- FRAGMENTO:
┏━━
Esta pasada semana era noticia que un manuscrito que pasó
desapercibido durante décadas demuestra que Einstein llegó a plantearse en 1931 la posibilidad de un modelo
cósmico estacionario – es decir, que el Universo se expande de forma constante
y eterna - como teoría alternativa al Big Bang, la gran explosión que dio
origen al Universo, casi veinte años antes de que fuera defendida por primera
vez ante la comunidad científica, aunque fue descartada por él mismo al descubrir
un error en sus cálculos. Cómo fuera lo explicará la ciencia, pero ¿qué podemos pensar cuando observamos la
existencia de esas reglas precisas a las que obedece la maravilla que es el
Universo, la Creación entera?
Recordaba el Papa Francisco al finalizar la pasada Misa de la
Epifanía del Señor, cómo Benedicto XVI comenta en su libro “La infancia de Jesús”, el episodio de la
llegada a Belén de los Reyes Magos – siguiendo una estrella -, que fue la
primera "manifestación" de Cristo a las gentes y signo de la apertura
universal de la salvación; y añadía que esta fiesta nos permite ver un doble
movimiento: por un lado, el movimiento de Dios hacia el mundo y, por otro, el movimiento
de los hombres hacia Dios, impulsados ambos por una atracción mutua. Ese movimiento
de Dios hacia los hombres se produce por medio de la Revelación, pero, además de la Revelación Divina, que se produce
por etapas en lo que se llama la “economía de la salvación” (esto es, el
conjunto de disposiciones divinas decididas en la eternidad y realizadas en el
tiempo, a lo largo de toda la Historia de la humanidad, desde nuestros primeros
padres hasta culminar en Jesús, para la salvación del hombre), Dios también se revela a los hombres
mediante la razón natural, es decir, que el hombre puede
intuir y conocer la existencia de Dios con certeza a partir de sus obras, a
partir de la maravilla de la Creación.
Muchos filósofos intuyeron y afirmaron, ya desde muy
antiguo, la existencia de una primera razón creadora que, además, debía de ser
única, es decir, que el universo no podía ser producto de sí mismo, ni las
leyes que lo rigen fruto del azar, ni nacer del caos, sino que debía existir
una razón creadora, una razón superior, y a esa razón le llamaron “dios”. Hay un diseño,
que obedece a un proyecto, y si hay un proyecto, debe haber un arquitecto. Podemos considerar la siguiente analogía que
propone un apologista (Scott Hahn):
vas andando por la playa y ves algo que brilla al sol. Te agachas, lo recoges,
y observas que se trata de un pequeño objeto metálico, circular, que tiene un
recubrimiento de cristal por una parte y emite un sonido rítmico, tic-tac,
observas que tiene unas manecillas, y unos símbolos, y que en su interior hay
ruedas dentadas, engranajes, tornillos… formando un conjunto unitario. ¿Qué es?
┗━━
- DATOS PROPORCIONADOS:
┏━━
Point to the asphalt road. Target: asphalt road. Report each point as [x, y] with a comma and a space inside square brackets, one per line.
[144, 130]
┗━━
- INSTRUCCIONES:
**A.** Responde estas preguntas con la información del fragmento sobre la Creación:
(i) ¿En qué año llegó Einstein a plantearse la posibilidad de un modelo cósmico estacionario?
(ii) ¿Qué libro de Benedicto XVI se cita?
(iii) ¿Qué apologista propone la analogía del objeto encontrado en la playa?
**B.** Redacta la continuación del fragmento sobre la Creación a partir de su última oración.

- RESPUESTAS POR ACTIVIDAD:
**A.**
(i) En 1931.
(ii) "La infancia de Jesús".
(iii) Scott Hahn.

**B.**
¿Cómo ha llegado a la existencia? Podría ser, eventualmente, el resultado de
incontables olas al chocar con fuerza contra la orilla. Se produciría la
erosión de las conchas, y su conversión en polvo. ¿No podría ese polvo
convertirse luego, por la acción del viento, del calor, y de otras fuerzas
naturales, en aquella particular configuración mecánica que se mueve con tanta
precisión? ¿Puede el intelecto humano imaginar un proceso de este tipo?
Imaginarlo sí, pero lo consideraremos poco plausible. Pues de modo similar,
cuando se observa la Creación se observa
la evidencia de un diseño, de un proyecto, y el diseño apunta a un diseñador, a
un arquitecto, a Dios.
Por supuesto la evidencia no es de tal calibre que
debamos caer rendidos ante ella, como ante el resultado de una fórmula
matemática que sea comprensible para nuestro entendimiento (el resultado de las
que no lo son, si lo aceptamos, también es un acto de fe en quien nos lo
enseña), no es de tal magnitud que impida nuestra libertad, de creer o no –
sería más difícil que hubiera lugar para el amor, solo cabría la sumisión -,
pero sí lo suficiente para que la
Iglesia considere una herejía negar la posibilidad de una teología natural,
como dejó muy claro el Concilio Vaticano I: “La Santa Madre Iglesia sostiene y enseña que Dios, origen y fin de
todas las cosas, puede ser conocido con certeza a partir de la consideración de
las cosas creadas, por la fuerza natural de la razón humana….Si alguien afirma
que el único y verdadero Dios, nuestro Creador y Señor, no puede ser conocido
con certeza a partir de las cosas que han sido creadas, por medio de la luz
natural del entendimiento humano: sea anatema.”
No, no se trata de que la razón de creer pueda radicar en
el hecho de que las verdades reveladas aparezcan como verdaderas e inteligibles
a la sola luz de nuestra razón natural, pero sí de que hay motivos de
credibilidad en forma de argumentos convergentes y convincentes que muestran
que el asentimiento de la fe no es en modo alguno un movimiento ciego del
espíritu, un salto en el vacío, algo absolutamente ajeno o contradictorio con
nuestra razón, y la teología natural forma parte de esos argumentos.
Y, aunque ha habido, y hay, y seguirá habiendo quien lo
hace, nadie puede afirmar en serio que “creer” es cosa propia del “hombre
antiguo”, que formaba parte de sociedades primitivas que buscaban explicaciones
mágicas a todo aquello que no comprendían, sociedades muy alejadas de los
tiempos modernos, los propios del “hombre adulto”, orgulloso dueño de su razón,
¿o tendremos que calificar de primitivo
e irracional a Albert Einstein (por citar un ejemplo), por afirmar que “el hombre encuentra a Dios detrás de cada
puerta que la ciencia logra abrir”?
¿Verdad que no? Pues eso.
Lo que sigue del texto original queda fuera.